Copy the rows below, beginning at the line that contains "If you could point at the stone" and stopping at the end of the rows, with the requests and their sample points left as they are. Multiply every coordinate in the answers by 2.55 and round to whole numbers, rounding halves up.

### Extracted entries ###

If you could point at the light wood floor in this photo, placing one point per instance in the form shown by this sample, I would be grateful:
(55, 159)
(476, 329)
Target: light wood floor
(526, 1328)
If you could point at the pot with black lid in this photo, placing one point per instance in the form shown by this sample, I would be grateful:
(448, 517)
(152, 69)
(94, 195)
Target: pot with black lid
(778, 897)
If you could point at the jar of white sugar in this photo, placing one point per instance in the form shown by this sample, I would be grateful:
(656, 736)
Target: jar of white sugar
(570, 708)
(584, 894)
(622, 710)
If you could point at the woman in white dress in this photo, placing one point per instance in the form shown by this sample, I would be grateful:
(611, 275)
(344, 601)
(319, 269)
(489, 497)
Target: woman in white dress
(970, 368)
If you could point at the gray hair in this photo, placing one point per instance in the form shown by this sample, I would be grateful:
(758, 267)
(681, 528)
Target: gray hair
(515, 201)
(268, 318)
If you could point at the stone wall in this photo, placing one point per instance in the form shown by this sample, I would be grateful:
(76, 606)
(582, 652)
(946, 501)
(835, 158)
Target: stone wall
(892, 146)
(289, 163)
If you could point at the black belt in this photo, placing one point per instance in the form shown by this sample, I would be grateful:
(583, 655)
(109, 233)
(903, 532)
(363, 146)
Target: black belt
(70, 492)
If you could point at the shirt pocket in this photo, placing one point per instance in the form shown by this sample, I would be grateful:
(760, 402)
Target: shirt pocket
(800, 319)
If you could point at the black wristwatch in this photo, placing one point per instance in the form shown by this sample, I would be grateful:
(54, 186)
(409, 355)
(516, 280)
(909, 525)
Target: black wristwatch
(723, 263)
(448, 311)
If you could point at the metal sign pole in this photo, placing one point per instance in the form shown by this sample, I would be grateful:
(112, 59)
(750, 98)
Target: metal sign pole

###

> [Solution for this exercise]
If you could point at the stone wall in this photo, placing one point per instance in the form shown by this sample, I would be grateful:
(76, 606)
(582, 652)
(946, 501)
(835, 158)
Target: stone wall
(2275, 372)
(737, 416)
If you could point at the black belt in this photo, placing one point per instance in the form shown by this sample, I would be grateful:
(583, 655)
(109, 233)
(903, 532)
(363, 146)
Target: black belt
(179, 1255)
If you could point at the shirt pocket in this photo, placing one point per instance in the form shown by this sample, I would be grateful:
(760, 402)
Target: shirt pocket
(2040, 813)
If you could point at the black wristwatch in this photo, placing one point per instance in the form shown by this sample, I would be grateful:
(54, 186)
(409, 355)
(516, 280)
(909, 525)
Target: black wristwatch
(1844, 671)
(1142, 793)
If you could point at the metal sign pole in this photo, placing one point per instance in the form shown by this sample, I would be grateful:
(112, 59)
(750, 98)
Target: metal sign pole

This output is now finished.